Exercise objective: Would it be possible to quote, exactly and in full, the lines from the one with "point(346, 99)" through the end of the entries below?

Recorded data
Segment Open
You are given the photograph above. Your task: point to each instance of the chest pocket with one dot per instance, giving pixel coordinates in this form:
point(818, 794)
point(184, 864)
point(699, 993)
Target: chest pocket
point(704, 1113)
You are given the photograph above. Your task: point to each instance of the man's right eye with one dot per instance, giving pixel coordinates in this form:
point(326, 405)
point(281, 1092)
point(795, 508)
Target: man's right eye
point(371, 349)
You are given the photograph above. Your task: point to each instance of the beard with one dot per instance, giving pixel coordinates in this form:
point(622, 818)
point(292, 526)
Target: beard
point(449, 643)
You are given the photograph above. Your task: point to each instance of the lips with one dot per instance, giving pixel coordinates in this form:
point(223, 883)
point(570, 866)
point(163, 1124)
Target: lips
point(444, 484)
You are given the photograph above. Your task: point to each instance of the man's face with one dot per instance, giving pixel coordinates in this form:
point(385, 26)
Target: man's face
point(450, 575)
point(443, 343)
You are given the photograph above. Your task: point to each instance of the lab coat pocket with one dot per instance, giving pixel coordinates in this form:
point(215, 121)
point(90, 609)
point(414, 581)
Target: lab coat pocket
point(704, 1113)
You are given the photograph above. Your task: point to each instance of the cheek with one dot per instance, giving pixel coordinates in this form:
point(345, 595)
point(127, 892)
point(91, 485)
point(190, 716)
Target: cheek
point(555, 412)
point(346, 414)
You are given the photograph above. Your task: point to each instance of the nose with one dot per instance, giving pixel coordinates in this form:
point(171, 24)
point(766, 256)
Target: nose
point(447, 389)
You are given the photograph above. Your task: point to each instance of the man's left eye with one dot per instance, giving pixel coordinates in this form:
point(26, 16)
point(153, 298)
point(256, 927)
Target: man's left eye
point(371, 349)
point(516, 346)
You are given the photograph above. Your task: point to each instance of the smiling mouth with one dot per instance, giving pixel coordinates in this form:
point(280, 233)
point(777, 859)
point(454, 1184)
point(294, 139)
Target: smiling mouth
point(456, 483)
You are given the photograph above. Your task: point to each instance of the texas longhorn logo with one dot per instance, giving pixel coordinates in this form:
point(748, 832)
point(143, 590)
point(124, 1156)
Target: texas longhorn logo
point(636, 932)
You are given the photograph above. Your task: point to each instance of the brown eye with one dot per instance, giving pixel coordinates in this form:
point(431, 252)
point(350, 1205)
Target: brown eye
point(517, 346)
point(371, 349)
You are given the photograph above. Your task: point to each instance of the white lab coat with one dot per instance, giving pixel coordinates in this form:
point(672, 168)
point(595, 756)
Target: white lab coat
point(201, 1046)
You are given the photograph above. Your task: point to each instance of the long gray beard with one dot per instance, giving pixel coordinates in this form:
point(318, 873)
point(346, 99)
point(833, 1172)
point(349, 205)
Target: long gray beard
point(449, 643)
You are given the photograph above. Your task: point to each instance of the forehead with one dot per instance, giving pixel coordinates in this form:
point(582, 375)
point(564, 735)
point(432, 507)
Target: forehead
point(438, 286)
Segment Closed
Worked solution:
point(346, 99)
point(833, 1172)
point(349, 205)
Target: long gray beard
point(449, 643)
You are given the photograph above. Your task: point to each instance of the forehead with one dot per instance, giving pixel coordinates in this form:
point(582, 375)
point(564, 735)
point(432, 507)
Target: forehead
point(438, 286)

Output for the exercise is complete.